Home sales and new listings fell in October in metro Denver, an ongoing sign that slower activity may be a feature, not a phase, according to a monthly update from the Denver Metro Association of Realtors.
Buyers purchased 3,354 homes and condos last month, which is down nearly 7% from September’s pace and 7.7% year-ago levels. New listings fell to 4,483, which represents a 9.7% decline month-over-month and a 4.6% decline from a year earlier. Because new listings fell faster than new sales, the inventory of listings available for sale at the end of the month declined 4.4% to 12,495.
“The Denver market has, in many ways, hit its reset button,” Amanda Snitker, chairwoman of the DMAR Market Trends Committee and a local Realtor, said in comments accompanying the report. “We’re not witnessing volatility. We’re seeing normalization. For real estate professionals, this means grounding our strategies in data and confidence, rather than relying on headlines or memories of the past.”

Referring expression data:
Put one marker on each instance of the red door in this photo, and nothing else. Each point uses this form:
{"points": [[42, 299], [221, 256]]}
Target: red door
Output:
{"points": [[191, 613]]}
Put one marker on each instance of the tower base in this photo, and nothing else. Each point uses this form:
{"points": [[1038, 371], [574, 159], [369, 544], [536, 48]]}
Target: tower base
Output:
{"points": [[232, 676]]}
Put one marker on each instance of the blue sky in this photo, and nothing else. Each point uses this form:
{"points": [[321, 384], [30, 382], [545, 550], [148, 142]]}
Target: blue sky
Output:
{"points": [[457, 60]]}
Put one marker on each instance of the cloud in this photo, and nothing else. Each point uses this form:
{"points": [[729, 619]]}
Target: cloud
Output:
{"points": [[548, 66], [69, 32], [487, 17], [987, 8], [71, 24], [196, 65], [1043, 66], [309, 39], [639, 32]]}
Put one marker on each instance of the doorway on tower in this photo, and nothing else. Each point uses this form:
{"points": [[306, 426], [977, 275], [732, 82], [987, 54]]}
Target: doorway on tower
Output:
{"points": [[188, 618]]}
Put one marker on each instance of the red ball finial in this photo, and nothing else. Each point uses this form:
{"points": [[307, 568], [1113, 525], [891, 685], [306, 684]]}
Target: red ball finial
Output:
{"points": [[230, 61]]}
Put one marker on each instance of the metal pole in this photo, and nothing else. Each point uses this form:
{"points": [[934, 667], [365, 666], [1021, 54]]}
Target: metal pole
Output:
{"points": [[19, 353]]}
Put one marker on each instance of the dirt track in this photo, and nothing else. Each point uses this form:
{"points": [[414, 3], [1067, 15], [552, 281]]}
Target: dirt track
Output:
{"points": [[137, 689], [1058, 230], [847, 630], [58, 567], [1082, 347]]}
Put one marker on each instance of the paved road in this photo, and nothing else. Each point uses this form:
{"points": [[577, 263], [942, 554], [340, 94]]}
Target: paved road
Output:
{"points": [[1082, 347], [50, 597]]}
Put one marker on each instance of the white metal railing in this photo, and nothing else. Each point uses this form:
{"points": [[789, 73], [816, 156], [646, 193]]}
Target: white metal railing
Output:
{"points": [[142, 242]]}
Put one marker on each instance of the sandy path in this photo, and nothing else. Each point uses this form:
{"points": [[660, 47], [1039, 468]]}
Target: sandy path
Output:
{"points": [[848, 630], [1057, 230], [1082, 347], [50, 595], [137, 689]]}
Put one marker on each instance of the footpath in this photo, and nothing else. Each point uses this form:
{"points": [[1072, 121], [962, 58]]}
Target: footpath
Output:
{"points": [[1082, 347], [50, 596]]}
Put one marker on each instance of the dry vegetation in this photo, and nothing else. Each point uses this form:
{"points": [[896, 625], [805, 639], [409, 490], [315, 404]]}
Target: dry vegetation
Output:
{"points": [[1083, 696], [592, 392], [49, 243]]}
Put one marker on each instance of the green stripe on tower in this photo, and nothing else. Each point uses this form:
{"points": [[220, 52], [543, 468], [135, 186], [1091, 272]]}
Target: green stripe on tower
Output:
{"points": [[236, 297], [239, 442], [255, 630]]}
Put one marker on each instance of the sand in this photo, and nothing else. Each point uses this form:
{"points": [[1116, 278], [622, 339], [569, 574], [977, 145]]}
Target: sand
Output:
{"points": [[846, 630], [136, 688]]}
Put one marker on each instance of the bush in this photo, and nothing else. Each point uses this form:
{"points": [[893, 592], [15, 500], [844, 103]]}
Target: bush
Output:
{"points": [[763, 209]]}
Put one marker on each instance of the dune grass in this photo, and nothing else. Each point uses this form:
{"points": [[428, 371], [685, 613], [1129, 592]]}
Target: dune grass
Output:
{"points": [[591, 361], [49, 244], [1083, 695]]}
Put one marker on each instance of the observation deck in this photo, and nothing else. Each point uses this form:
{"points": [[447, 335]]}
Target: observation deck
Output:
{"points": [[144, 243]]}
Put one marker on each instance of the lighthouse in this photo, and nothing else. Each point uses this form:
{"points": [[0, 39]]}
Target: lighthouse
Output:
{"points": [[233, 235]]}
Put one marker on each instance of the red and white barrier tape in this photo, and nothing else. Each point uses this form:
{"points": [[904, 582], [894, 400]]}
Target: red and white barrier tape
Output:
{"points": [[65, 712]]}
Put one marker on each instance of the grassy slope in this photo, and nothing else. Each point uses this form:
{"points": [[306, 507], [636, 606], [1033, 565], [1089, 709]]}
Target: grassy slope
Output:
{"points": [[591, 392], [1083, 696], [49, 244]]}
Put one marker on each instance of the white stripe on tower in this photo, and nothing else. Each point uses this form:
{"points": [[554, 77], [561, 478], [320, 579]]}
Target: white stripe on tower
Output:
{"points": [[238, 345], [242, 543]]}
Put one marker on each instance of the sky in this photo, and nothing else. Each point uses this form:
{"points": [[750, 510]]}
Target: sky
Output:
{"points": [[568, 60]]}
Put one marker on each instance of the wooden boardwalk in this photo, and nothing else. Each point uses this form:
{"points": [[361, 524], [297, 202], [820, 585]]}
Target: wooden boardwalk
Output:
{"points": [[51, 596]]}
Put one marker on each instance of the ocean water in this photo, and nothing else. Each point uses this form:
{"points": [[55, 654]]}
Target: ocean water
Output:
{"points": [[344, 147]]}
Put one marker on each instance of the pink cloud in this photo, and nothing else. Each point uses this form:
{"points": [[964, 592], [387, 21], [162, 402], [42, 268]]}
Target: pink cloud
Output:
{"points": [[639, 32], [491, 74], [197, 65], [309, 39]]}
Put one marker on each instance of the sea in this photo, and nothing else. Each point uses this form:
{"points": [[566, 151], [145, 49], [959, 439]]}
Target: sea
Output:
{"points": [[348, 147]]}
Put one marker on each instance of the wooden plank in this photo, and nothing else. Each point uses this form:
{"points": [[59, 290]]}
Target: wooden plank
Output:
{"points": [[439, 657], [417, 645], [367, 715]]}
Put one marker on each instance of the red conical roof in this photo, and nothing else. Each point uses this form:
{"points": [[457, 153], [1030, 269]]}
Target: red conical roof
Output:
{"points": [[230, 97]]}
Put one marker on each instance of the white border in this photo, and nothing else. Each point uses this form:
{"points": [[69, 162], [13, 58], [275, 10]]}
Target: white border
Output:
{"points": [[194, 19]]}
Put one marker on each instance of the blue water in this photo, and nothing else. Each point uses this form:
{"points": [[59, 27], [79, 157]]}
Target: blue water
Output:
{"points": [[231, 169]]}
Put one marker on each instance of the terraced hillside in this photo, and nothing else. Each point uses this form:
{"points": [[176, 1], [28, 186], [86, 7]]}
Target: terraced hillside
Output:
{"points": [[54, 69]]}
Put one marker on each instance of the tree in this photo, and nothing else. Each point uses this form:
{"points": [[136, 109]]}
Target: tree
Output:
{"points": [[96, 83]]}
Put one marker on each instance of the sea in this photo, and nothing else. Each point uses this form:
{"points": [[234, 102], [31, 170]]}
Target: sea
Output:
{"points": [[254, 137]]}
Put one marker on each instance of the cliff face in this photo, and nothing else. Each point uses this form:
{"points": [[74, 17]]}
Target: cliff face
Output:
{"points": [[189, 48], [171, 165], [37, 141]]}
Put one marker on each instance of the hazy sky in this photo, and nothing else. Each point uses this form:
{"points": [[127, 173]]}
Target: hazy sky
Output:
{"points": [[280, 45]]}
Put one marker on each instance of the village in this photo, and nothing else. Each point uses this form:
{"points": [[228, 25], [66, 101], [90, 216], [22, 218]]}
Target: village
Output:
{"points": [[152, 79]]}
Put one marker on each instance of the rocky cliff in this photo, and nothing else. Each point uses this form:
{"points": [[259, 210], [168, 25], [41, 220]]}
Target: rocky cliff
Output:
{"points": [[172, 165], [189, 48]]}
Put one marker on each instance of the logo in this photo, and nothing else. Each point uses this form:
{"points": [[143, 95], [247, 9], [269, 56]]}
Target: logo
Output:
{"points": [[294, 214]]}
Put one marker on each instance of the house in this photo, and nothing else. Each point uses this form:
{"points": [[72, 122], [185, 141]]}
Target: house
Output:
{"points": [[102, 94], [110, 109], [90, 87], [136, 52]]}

## Exercise prompt
Reproduce the Denver housing market report word for word, from start to finish.

## Response area
Home sales and new listings fell in October in metro Denver, an ongoing sign that slower activity may be a feature, not a phase, according to a monthly update from the Denver Metro Association of Realtors.
Buyers purchased 3,354 homes and condos last month, which is down nearly 7% from September’s pace and 7.7% year-ago levels. New listings fell to 4,483, which represents a 9.7% decline month-over-month and a 4.6% decline from a year earlier. Because new listings fell faster than new sales, the inventory of listings available for sale at the end of the month declined 4.4% to 12,495.
“The Denver market has, in many ways, hit its reset button,” Amanda Snitker, chairwoman of the DMAR Market Trends Committee and a local Realtor, said in comments accompanying the report. “We’re not witnessing volatility. We’re seeing normalization. For real estate professionals, this means grounding our strategies in data and confidence, rather than relying on headlines or memories of the past.”